## ACTIVITIES
(1) According to the passage on stratus clouds, why does the humidity of the lifted air layer increase during formation? Answer in one to three sentences.
(2) Continue the passage on stratus clouds from its final sentence.

Stratus clouds are low-level clouds characterized by horizontal layering with a uniform base, as opposed to convective or cumuliform clouds formed by rising thermals. The term stratus describes flat, hazy, featureless clouds at low altitudes varying in color from dark gray to nearly white. The word stratus is derived from the prefix Strato- meaning 'layer'. Stratus clouds may produce a light drizzle or a small amount of snow. These clouds are essentially above-ground fog formed either through the lifting of morning fog or through cold air moving at low altitudes. Some call these clouds "high fog" for their fog-like form.

== Formation ==
Stratus clouds form when weak vertical currents lift a layer of air off the ground and it depressurizes, following the lapse rate. This causes the humidity to increase due to the adiabatic cooling. This occurs in environments where atmospheric stability is abundant.

== Description ==
Stratus clouds look like featureless gray to white sheets of cloud. They can be composed of water droplets, supercooled water droplets, or ice crystals depending upon the ambient temperature.

== Sub-forms ==

=== Species ===

Stratus nebulosus clouds appear as a featureless or nebulous veil or layer of stratus clouds with no distinctive features or structure. They are found at low altitudes, and are a good sign of atmospheric stability, which indicates continuous stable weather. Stratus nebulosus may produce light rain and drizzle or flakes of snow. Stratus fractus clouds on the other hand, appear with an irregular shape, and forms with a clearly fragmented or ragged appearance. They mostly appear under the precipitation of major rain-bearing clouds; these are nimbostratus and cumulonimbus clouds, and are classified as types of pannus clouds. Stratus fractus can also form beside mountain slopes, without the presence of nimbus clouds (clouds that precipitate), and their color can be from dark grey to almost white.

## DATA SHOWN

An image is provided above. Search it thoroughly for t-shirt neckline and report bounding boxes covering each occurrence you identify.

## ANSWER SECTION
(1) Weak vertical currents lift a layer of air off the ground, and the air depressurizes, following the lapse rate. This produces adiabatic cooling, which causes the humidity to increase.

(2)
=== Opacity-based varieties ===
Stratus fractus are not divided into varieties, but stratus nebulosus on the other hand, are divided into two. The Stratus opacus variety appears as a nebulous or milky sheet of the nebulosus species, but are opaque enough to block the sun from view. Stratus Translucidus is another variety of the nebulosus species. These clouds are considered more thin than the opacus variety because this cloud is rather translucent, allowing the position of the Sun or Moon to be observed from Earth's surface.

=== Pattern-based variety ===
Stratus clouds only have one pattern-based variety. This is the stratus undulatus variety. Mild undulations can be observed from this cloud, only associated by the nebulosus species. Though rare, this cloud formation is caused by disturbances on the gentle wind shear. Stratus undulatus clouds are more common on stratus stratocumulomutatus clouds where the wind is stronger as height increases.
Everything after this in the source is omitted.